[PROBLEM]:
Find the line containing "[pin] rough tree". Retype it and every line after it through the end of the entries, exactly as written, with nothing added.

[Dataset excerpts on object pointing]
** START **

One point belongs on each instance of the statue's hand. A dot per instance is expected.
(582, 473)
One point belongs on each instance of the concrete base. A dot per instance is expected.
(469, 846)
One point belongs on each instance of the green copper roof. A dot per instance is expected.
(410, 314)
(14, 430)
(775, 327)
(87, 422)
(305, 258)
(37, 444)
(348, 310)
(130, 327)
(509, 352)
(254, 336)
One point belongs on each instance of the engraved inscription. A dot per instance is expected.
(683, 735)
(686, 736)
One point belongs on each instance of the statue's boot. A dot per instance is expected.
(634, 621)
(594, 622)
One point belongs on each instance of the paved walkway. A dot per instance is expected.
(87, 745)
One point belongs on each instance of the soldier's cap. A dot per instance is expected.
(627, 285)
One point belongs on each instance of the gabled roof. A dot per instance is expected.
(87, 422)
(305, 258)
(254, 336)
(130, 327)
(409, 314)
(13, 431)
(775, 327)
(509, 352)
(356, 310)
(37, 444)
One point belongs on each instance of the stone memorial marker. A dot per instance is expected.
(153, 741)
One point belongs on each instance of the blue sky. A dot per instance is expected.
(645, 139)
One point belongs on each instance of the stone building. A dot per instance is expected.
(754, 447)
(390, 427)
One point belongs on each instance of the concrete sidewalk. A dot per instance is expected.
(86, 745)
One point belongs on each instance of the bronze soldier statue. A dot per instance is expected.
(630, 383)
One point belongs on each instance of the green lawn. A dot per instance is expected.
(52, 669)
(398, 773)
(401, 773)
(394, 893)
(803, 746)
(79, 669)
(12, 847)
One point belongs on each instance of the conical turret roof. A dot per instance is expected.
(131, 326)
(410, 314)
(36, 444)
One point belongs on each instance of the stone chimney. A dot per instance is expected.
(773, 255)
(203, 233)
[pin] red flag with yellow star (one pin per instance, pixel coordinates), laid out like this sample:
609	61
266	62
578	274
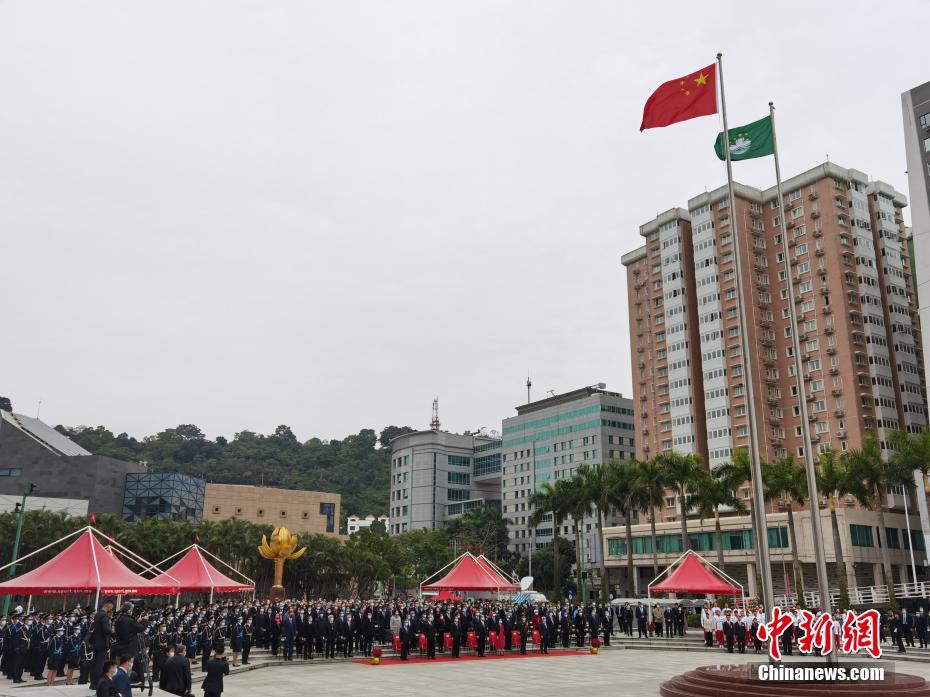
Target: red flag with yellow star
682	98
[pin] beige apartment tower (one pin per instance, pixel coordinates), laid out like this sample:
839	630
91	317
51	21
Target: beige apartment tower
857	318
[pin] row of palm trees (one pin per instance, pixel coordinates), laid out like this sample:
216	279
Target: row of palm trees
626	487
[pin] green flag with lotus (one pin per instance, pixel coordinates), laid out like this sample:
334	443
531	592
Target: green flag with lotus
749	141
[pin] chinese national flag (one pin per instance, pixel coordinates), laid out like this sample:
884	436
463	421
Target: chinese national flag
682	98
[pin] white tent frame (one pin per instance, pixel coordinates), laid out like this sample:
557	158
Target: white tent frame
732	581
93	531
483	570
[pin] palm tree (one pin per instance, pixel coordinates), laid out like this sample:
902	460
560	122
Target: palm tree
550	500
912	450
834	481
878	475
736	473
680	471
577	505
647	495
785	481
599	483
622	487
709	493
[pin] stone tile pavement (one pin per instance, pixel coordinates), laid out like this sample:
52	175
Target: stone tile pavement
611	672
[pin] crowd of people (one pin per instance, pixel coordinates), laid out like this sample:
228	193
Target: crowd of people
110	649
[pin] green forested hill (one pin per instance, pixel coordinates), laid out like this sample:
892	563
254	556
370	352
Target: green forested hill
355	466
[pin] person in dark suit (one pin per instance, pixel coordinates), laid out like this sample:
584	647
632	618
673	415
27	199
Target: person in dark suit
543	629
105	686
366	633
126	631
407	635
481	633
101	631
907	626
524	628
920	622
217	667
176	673
308	627
455	629
289	634
429	631
897	631
247	635
347	632
642	620
121	679
329	635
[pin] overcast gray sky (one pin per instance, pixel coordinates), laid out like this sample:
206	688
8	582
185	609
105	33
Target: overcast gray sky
241	214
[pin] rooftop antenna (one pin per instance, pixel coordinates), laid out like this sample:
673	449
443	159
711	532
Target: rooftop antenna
434	424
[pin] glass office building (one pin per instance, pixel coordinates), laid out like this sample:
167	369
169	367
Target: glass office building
163	495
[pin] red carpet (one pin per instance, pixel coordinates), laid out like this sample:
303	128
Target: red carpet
446	658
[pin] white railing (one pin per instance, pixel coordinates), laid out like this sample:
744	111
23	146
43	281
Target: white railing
864	595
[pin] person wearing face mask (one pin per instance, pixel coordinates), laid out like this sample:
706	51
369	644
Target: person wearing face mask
56	655
289	634
247	634
236	641
6	652
176	672
38	648
206	644
329	636
106	687
72	654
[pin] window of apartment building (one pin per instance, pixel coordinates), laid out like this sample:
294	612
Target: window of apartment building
860	535
329	510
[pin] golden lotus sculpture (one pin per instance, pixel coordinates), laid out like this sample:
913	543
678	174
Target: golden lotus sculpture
282	547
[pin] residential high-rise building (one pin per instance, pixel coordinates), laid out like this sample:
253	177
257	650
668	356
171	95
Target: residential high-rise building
437	476
546	441
858	327
915	104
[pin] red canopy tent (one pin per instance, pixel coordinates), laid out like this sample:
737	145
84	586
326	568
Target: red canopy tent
84	567
449	595
469	574
193	572
495	570
694	576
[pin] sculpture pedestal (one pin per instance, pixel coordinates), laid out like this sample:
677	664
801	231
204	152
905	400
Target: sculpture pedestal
714	681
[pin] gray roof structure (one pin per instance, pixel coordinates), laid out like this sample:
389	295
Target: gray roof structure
44	434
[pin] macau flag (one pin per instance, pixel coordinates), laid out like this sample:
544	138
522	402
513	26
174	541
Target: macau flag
749	141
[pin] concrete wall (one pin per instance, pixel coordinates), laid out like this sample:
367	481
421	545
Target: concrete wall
98	479
297	510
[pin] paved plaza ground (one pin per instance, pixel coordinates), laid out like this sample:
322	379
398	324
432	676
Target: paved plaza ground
613	672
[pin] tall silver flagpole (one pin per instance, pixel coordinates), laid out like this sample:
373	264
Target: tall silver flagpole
819	557
758	493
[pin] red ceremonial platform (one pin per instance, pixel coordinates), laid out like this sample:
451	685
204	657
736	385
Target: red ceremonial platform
85	567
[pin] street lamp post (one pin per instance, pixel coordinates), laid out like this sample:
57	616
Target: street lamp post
19	533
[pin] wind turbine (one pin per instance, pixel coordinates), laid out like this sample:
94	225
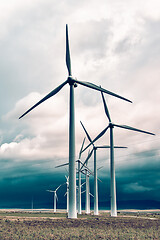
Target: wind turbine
112	165
95	168
55	196
73	83
67	192
79	179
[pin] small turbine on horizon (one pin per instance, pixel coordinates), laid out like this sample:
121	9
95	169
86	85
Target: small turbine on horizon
72	213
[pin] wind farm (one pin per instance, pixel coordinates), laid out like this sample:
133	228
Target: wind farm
56	72
73	83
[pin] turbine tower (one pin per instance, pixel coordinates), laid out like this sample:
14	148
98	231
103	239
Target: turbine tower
72	213
95	168
55	198
112	164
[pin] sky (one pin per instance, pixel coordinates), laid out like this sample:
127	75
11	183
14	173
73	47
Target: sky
113	43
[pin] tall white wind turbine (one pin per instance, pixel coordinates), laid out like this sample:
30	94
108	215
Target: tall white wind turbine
72	213
112	164
55	197
79	179
95	168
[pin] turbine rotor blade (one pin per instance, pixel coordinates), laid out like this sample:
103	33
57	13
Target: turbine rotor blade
62	165
133	129
105	107
49	191
105	146
80	153
68	59
56	196
86	132
99	135
56	90
109	147
89	155
58	187
95	87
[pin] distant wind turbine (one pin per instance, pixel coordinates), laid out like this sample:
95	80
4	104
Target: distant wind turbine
55	196
112	165
95	168
72	213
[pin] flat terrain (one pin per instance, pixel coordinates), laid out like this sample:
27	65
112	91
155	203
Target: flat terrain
18	224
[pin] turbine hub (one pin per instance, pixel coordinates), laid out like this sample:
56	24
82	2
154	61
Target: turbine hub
111	125
71	81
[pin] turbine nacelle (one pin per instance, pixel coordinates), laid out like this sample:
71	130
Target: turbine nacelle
71	81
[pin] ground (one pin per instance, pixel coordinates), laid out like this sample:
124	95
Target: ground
42	224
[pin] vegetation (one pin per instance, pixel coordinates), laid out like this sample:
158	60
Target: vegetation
57	226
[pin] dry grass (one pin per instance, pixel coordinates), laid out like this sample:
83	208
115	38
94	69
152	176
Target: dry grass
39	226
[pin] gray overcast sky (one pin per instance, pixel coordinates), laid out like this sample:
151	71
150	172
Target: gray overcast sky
113	43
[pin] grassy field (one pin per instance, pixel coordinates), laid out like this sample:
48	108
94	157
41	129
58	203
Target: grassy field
48	225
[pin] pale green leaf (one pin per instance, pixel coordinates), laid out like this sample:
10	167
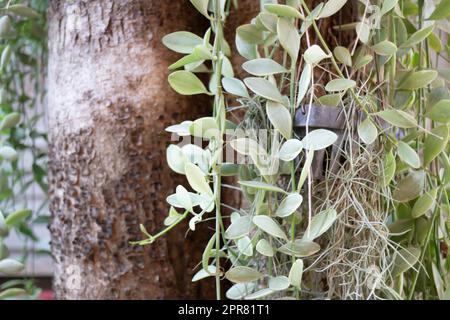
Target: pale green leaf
182	41
250	34
288	37
10	266
363	61
367	131
264	88
235	87
183	198
289	205
261	186
408	155
331	7
306	168
239	228
398	118
320	224
418	36
263	67
296	273
203	274
290	150
269	226
300	248
410	187
339	85
15	218
442	11
385	48
435	143
319	139
196	179
186	83
424	203
201	6
279	283
240	290
280	117
440	112
204	128
259	294
283	11
304	82
387	6
241	274
405	259
263	247
418	79
10	121
343	55
314	54
245	246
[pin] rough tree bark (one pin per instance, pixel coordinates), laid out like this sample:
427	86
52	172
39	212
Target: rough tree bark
109	103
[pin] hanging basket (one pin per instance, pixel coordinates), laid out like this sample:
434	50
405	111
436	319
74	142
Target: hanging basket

** END **

[TASK OUTPUT]:
[pin] rough tree bark (one pin per instance, pixel coordinates), laid out like this sample:
427	86
52	172
39	212
Target: rough tree bark
109	103
[pin] hanging basket (one pin per instance, pixel coordinates), laid out like this sample:
434	50
405	111
436	319
74	142
Target: hanging basket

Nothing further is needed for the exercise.